Print the stretch of the OTI Festival passage from "5th OTI Song" through "the same venue." word for word.

- **EXERCISE PASSAGE**:
==*==

5th OTI Song Festival

The OTI Festival 1976 (Quinto Gran Premio de la Canción Iberoamericana, Quinto Grande Prêmio da Canção Ibero-Americana) was the fifth edition of the OTI Festival, held on 30 October 1976 at the Teatro Juan Ruiz de Alarcón of the Centro de Convenciones in Acapulco, Mexico, and presented by Raúl Velasco and Susana Dosamantes. It was organised by the Organización de Televisión Iberoamericana (OTI) and host broadcaster Televisa, who staged the event after winning the 1975 festival for Mexico with the song "La felicidad" by Gualberto Castro. Velasco had previously presented the 1974 festival at the same venue.

==*==

- **DATA EXCERPTS**:
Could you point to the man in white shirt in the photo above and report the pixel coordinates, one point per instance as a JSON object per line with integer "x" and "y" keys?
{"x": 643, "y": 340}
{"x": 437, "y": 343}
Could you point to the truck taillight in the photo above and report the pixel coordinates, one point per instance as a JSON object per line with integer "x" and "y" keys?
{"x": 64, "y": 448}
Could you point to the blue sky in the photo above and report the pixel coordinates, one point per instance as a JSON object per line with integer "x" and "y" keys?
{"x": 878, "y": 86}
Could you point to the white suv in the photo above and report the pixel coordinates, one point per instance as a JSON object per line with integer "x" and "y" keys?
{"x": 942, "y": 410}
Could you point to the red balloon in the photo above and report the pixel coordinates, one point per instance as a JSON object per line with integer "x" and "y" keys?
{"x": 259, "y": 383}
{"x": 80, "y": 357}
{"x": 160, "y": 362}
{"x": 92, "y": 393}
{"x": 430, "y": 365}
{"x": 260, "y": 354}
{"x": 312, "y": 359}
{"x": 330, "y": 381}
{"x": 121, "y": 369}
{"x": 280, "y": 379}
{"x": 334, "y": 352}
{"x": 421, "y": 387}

==*==

- **ANSWER TO THIS PROBLEM**:
5th OTI Song Festival

The OTI Festival 1976 (Quinto Gran Premio de la Canción Iberoamericana, Quinto Grande Prêmio da Canção Ibero-Americana) was the fifth edition of the OTI Festival, held on 30 October 1976 at the Teatro Juan Ruiz de Alarcón of the Centro de Convenciones in Acapulco, Mexico, and presented by Raúl Velasco and Susana Dosamantes. It was organised by the Organización de Televisión Iberoamericana (OTI) and host broadcaster Televisa, who staged the event after winning the 1975 festival for Mexico with the song "La felicidad" by Gualberto Castro. Velasco had previously presented the 1974 festival at the same venue.